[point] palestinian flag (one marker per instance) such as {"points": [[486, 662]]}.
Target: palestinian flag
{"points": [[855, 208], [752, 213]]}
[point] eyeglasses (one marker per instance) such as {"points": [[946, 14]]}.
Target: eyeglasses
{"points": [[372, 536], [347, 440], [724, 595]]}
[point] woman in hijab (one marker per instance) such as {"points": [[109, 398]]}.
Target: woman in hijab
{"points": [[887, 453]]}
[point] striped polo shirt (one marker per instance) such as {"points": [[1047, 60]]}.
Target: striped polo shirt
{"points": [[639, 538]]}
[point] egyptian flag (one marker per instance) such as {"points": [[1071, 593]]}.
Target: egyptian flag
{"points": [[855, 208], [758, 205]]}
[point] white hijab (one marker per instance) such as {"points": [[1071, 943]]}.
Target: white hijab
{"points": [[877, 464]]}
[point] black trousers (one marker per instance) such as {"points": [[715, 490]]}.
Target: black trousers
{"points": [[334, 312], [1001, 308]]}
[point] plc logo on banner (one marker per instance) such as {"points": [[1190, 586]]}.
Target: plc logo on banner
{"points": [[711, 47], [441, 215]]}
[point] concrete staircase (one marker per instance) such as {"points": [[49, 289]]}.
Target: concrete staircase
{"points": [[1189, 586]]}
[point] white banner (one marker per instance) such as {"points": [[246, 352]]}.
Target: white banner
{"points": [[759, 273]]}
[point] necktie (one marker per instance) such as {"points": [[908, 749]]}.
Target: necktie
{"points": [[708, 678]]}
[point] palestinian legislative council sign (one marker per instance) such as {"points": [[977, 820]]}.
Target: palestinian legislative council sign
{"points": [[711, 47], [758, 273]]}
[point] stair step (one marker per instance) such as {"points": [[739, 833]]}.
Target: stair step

STATED GOAL
Put the lines from the one containing "[point] white hijab" through the end of the entries, both included, into a JSON list of strings with one string per line and blank lines left out.

SOLUTION FOR THIS EXERCISE
[
  "[point] white hijab (one marker per instance) such as {\"points\": [[1071, 943]]}.",
  "Target: white hijab",
  "{\"points\": [[877, 464]]}",
  "[point] black trousers (one marker per instance) such as {\"points\": [[715, 490]]}.",
  "Target: black trousers",
  "{\"points\": [[334, 312], [1001, 308]]}",
  "[point] plc logo on banner (one marker per instance) such as {\"points\": [[1190, 586]]}.",
  "Target: plc logo on banner",
  "{\"points\": [[711, 47], [441, 215]]}",
  "[point] concrete staircase (one marker per instance) such as {\"points\": [[49, 289]]}.",
  "Target: concrete staircase",
  "{\"points\": [[1189, 586]]}",
  "[point] white banner (one marker per instance) such as {\"points\": [[246, 352]]}.",
  "Target: white banner",
  "{\"points\": [[759, 273]]}",
  "[point] necktie (one marker per instance) such as {\"points\": [[908, 749]]}.",
  "Target: necktie",
  "{\"points\": [[708, 678]]}",
  "[point] palestinian legislative council sign (one marker per instance) such as {\"points\": [[977, 820]]}.",
  "Target: palestinian legislative council sign",
  "{\"points\": [[711, 47], [758, 273]]}",
  "[point] stair step (one marker per instance) such as {\"points\": [[739, 833]]}.",
  "Target: stair step"
]